#### [EXERCISE OBJECTIVE]
Show every line below where "jacket" appears.

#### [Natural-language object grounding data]
================================

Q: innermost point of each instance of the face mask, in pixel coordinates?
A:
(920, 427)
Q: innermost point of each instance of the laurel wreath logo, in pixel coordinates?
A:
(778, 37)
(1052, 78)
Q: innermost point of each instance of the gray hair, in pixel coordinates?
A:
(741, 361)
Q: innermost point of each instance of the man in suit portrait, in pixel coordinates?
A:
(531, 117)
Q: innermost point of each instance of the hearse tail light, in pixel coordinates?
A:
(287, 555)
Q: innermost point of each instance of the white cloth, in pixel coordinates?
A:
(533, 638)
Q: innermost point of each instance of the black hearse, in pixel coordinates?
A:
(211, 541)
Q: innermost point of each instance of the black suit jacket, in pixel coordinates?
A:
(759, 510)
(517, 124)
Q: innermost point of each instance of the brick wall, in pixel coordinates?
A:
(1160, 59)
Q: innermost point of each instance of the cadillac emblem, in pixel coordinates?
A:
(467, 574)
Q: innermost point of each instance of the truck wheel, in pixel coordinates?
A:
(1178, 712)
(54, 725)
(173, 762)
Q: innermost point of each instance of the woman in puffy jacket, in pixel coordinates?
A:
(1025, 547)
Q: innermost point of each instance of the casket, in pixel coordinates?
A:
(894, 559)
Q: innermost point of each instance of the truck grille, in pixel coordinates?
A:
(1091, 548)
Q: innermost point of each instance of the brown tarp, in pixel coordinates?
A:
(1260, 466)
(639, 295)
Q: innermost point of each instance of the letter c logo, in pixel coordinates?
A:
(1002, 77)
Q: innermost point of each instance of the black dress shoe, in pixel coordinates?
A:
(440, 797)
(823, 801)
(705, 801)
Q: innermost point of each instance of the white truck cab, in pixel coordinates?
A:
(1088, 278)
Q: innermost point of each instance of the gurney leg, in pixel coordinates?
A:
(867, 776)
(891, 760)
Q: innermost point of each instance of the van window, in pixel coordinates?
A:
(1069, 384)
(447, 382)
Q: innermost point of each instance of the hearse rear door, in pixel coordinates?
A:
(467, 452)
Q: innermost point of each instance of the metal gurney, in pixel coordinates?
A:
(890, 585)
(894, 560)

================================

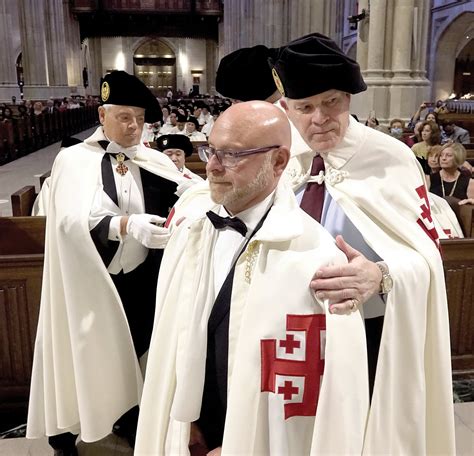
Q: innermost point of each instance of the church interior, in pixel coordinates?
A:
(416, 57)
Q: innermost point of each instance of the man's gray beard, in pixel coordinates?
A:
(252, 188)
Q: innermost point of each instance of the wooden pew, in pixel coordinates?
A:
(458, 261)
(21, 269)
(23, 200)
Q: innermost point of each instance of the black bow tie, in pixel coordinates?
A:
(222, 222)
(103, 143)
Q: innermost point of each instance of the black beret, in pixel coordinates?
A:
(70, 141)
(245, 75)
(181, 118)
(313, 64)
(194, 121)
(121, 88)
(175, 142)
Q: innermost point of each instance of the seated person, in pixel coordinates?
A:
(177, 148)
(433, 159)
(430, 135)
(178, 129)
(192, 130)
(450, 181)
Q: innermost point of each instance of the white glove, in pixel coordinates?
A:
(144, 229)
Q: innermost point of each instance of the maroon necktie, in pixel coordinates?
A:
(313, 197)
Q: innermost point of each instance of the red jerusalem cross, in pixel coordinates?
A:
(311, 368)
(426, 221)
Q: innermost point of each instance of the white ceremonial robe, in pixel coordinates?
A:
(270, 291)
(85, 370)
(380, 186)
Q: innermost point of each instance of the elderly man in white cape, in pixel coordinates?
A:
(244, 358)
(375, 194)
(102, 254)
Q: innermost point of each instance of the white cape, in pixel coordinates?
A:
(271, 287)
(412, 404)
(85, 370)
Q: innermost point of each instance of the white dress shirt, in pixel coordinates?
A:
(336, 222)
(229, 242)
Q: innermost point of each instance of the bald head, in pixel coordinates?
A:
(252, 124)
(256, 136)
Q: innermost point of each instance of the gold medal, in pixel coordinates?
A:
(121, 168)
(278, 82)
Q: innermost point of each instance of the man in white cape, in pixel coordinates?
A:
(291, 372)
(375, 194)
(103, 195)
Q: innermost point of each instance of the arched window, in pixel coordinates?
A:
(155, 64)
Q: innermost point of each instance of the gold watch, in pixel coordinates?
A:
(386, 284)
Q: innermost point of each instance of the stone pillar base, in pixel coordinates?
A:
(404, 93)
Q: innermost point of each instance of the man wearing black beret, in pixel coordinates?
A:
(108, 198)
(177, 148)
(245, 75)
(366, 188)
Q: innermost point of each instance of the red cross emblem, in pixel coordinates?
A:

================================

#### [COMPLETED TASK]
Q: innermost point of each instance of the black suit jacket, in pixel coordinates?
Q: innermost point of each instance of the woman in puffy jacket, in pixel coordinates?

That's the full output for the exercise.